» **READING TEXT**:
[87321] in North American Network Operators' Group
Re: Gothcas of changing the IP Address of an Authoritative DNS Server
daemon@ATHENA.MIT.EDU (bmanning@vacation.karoshi.com)
Wed Dec 14 11:54:37 2005
Date: Wed, 14 Dec 2005 16:52:07 +0000
From: bmanning@vacation.karoshi.com
To: Joe Abley <jabley@isc.org>
Cc: Eric Kagan <ekagan@axsne.com>, NANOG list <nanog@merit.edu>
In-Reply-To: <1BC0CFD7-5058-494B-8969-0B54608DC631@isc.org>
Errors-To: owner-nanog@merit.edu
On Wed, Dec 14, 2005 at 10:02:56AM -0500, Joe Abley wrote:
>
>
> On 13-Dec-2005, at 16:28, Steven M. Bellovin wrote:
>
> >In message
> ><9828b780512131312q220a5ea6x97a6167e33c654a0@mail.gmail.com>, Sam Cr
> >ooks writes:
> >>
> >>I would think you would want to drop your DNS record TTLs for all
> >>domains being moved to something very low several days before the
> >>switch-over period.
> >
> >More precisely, you want to change the TTL on the NS records, which
> >are
> >in the parent zone. If you're keeping the name but changing the
> >address, worry about the A records, too.

» **REQUIRED WORK**:
[a] In the mailing list post about changing a DNS server's IP address, translate this sentence into Spanish: "If you're keeping the name but changing the address, worry about the A records, too."
[b] Carry on the mailing list post about changing a DNS server's IP address from the point where it stops.

» **SOURCE DATA**:

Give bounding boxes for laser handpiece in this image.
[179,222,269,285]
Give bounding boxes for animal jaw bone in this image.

» **RESULTS**:
[a] Si mantienes el nombre pero cambias la dirección, preocúpate también por los registros A.

[b]
>
> You also want to check all the registries which are superordinate to
> zones your server is authoritative for, and check that any IP
> addresses stored in those registries for your nameserver are updated,
> otherwise you will experience either immediate or future glue madness.
>
> A conservative approach to this kind of transition is to arrange for
> your nameserver (or different nameservers hosting the same data) to
> respond on both the old and new addresses, and to continue in that
> mode until you see no queries directed at the old address for some
> safe-seeming interval (bearing in mind TTLs and cached records,
> alluded to by Steven and Sam).
currently in the middle of such a safe, conservative
transition leads me to believe that there will -NEVER-
be a point w/ there are no queries to the old address.
(he says, 24 months into a transition...) The right
tactic is to make the change, based on 2x the TTL of the SOA.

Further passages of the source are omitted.